Problem description: Copy out the listing in full, exactly as written, but not its pictures.

Lines of data:
— Begin —

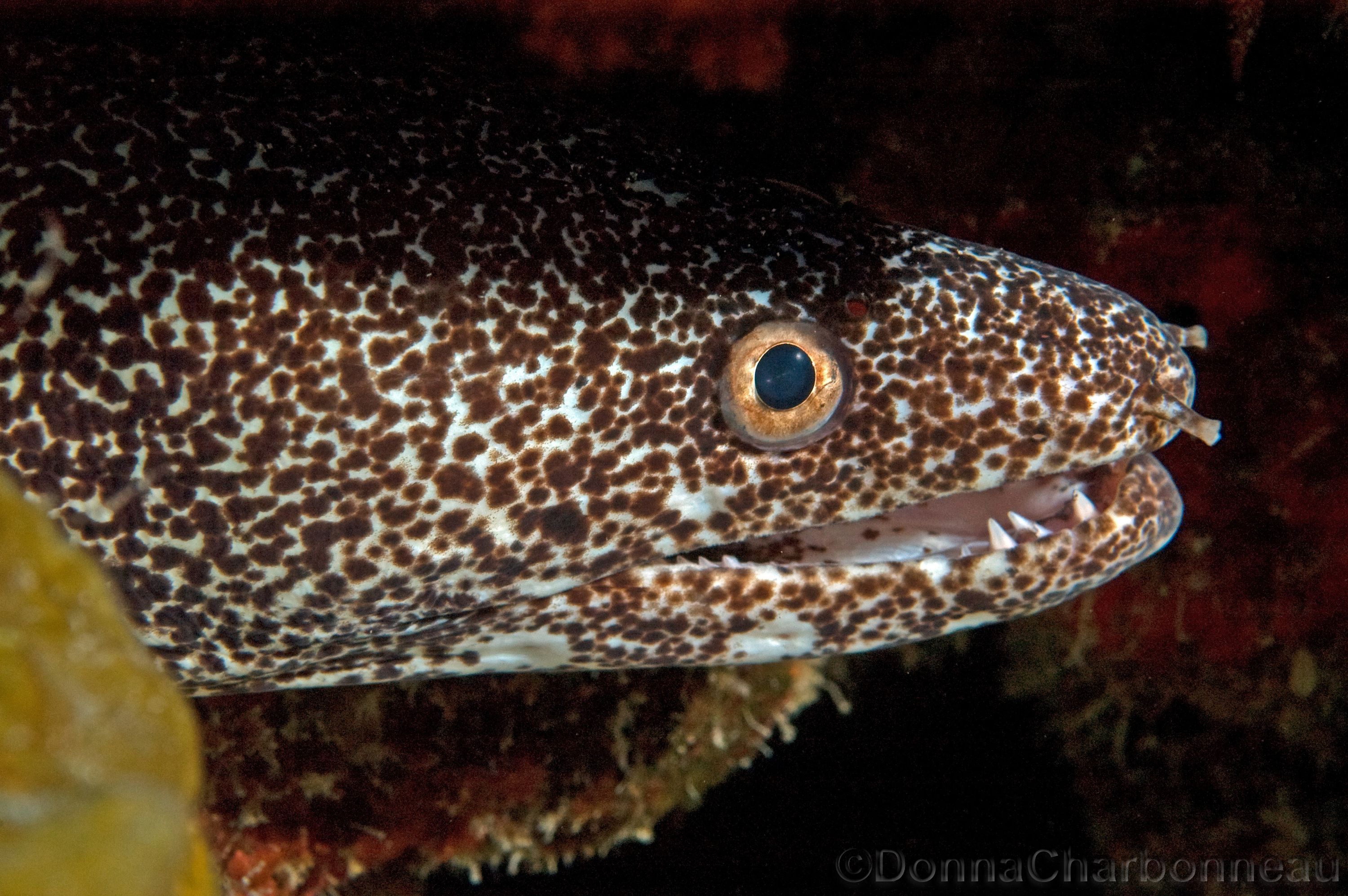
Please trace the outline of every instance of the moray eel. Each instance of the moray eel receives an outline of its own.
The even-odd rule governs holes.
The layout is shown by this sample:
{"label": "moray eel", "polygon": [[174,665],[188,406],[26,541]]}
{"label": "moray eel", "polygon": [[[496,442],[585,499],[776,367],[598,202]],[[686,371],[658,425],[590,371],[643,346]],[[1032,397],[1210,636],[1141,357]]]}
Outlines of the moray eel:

— End —

Final result:
Please trace the outline of every instance of the moray eel. Each instance of the moray eel receives an outline of its own.
The even-odd rule governs holes.
The layout is shown by this sample:
{"label": "moray eel", "polygon": [[174,665],[188,406],[26,541]]}
{"label": "moray eel", "polygon": [[[496,442],[585,499],[776,367],[598,202]],[[686,371],[658,425],[590,371],[643,346]],[[1032,397],[1210,636],[1141,357]]]}
Outlines of the moray eel:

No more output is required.